--- start Text excerpt ---

Let’s keep it vested for newer members so it is a carrot stick in the future. This is a clear “YES” for the following reasons:

  1. YFI/YEARN is in early stage growth. As an investor, I am annoyed to be given a small dividend when we are still so early on the curve as far as growth goes. I do not know exactly where the multi-year vision of growth will lead us, but I want Yearn ecosystem to continue to make inroads into DeFI and serve as a lynchpin for the whole space. The “profits” it makes along the way can be better poured into growing the actual ecosystem/protocol/robustness of the product before giving it back to investors. If I as an early Amazon investor, I would not care about getting a dumb dividend. Go spend my profits on making more profits for all of us in the future. Let’s all get wealthy doing this and just grow the pie as it’s still sooooo early.

6-month review + vesting is what’s key. Let’s retain key talent + make sure the V2 ui/ux’s are better than V1 – V1 had too much of a flavour that was not beginner friendly. Lots of good ideas in this thread and I personally feel better about holding my YFI if I know the actual core protocol is creating more revenue/being built out faster and wider in scope.

--- end Text excerpt ---

• _Exercise instructions_
[A] Reproduce the Yearn post, starting at "Let’s keep it" and ending at "still sooooo early.".
[B] Answer these questions from the Yearn post:
(i) What stage of growth is YFI/YEARN said to be in?
(ii) What two things does the post call key?
(iii) What was the problem with the flavour of V1?
None of the material has any bearing on the Yearn post.

--- start Data shown ---

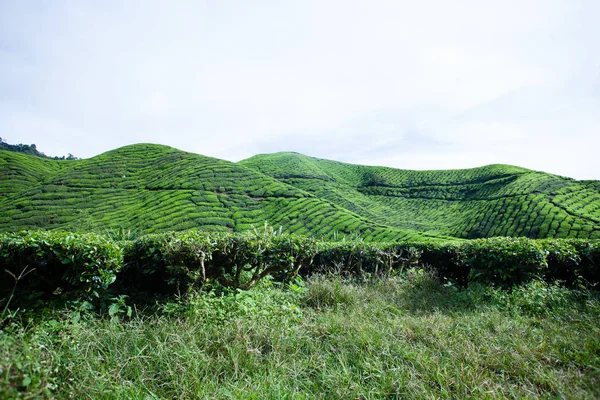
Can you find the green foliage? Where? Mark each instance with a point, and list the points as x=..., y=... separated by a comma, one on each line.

--- end Data shown ---

• _Results in order_
[A]
Let’s keep it vested for newer members so it is a carrot stick in the future. This is a clear “YES” for the following reasons:

  1. YFI/YEARN is in early stage growth. As an investor, I am annoyed to be given a small dividend when we are still so early on the curve as far as growth goes. I do not know exactly where the multi-year vision of growth will lead us, but I want Yearn ecosystem to continue to make inroads into DeFI and serve as a lynchpin for the whole space. The “profits” it makes along the way can be better poured into growing the actual ecosystem/protocol/robustness of the product before giving it back to investors. If I as an early Amazon investor, I would not care about getting a dumb dividend. Go spend my profits on making more profits for all of us in the future. Let’s all get wealthy doing this and just grow the pie as it’s still sooooo early.

[B]
(i) Early stage growth.
(ii) A 6-month review and vesting.
(iii) It was not beginner friendly.